● **Exercise task**
Count how many lines in the records below contain the string "phrase" and reply with that number alone.

Dataset rows on where objects show up:
┌──
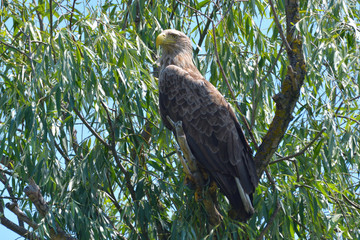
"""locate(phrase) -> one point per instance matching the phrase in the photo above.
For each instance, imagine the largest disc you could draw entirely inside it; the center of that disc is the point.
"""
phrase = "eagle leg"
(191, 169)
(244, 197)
└──
┌──
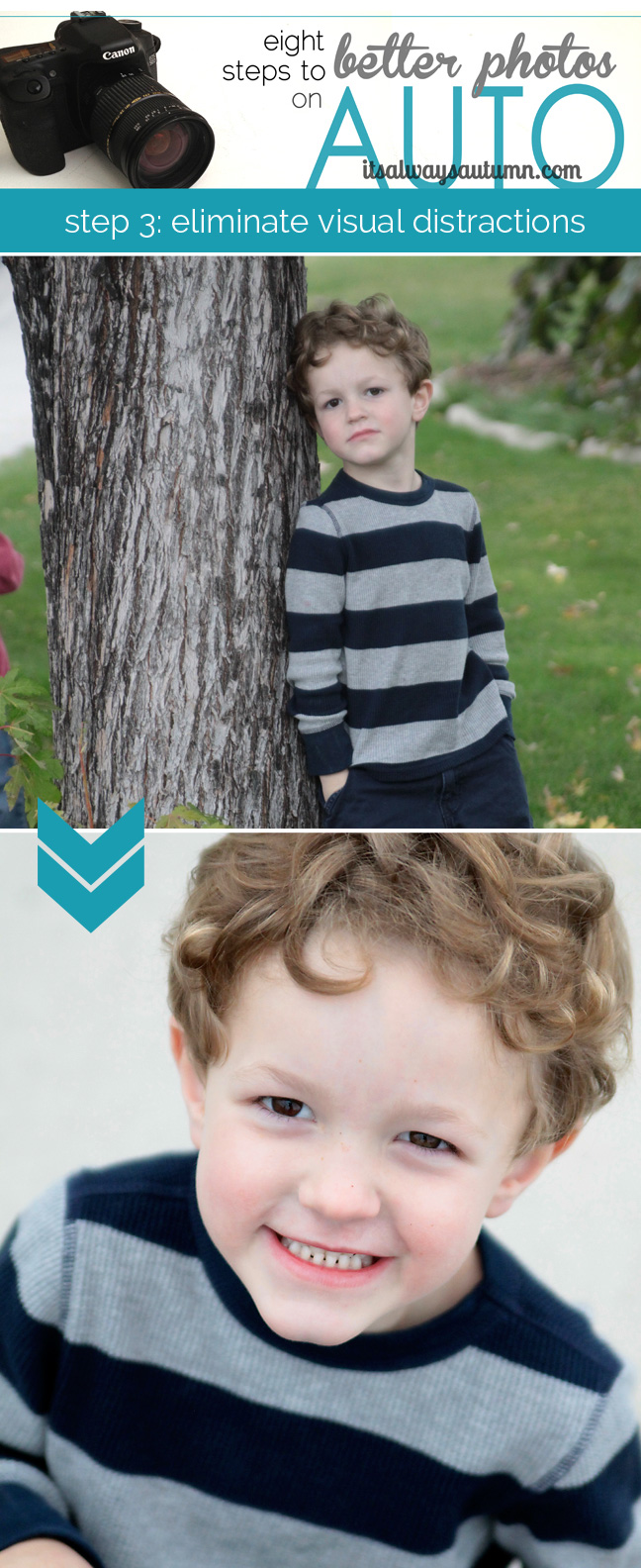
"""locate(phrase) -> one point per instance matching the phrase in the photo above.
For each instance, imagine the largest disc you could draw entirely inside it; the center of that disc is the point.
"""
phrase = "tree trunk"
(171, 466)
└──
● **Correct response**
4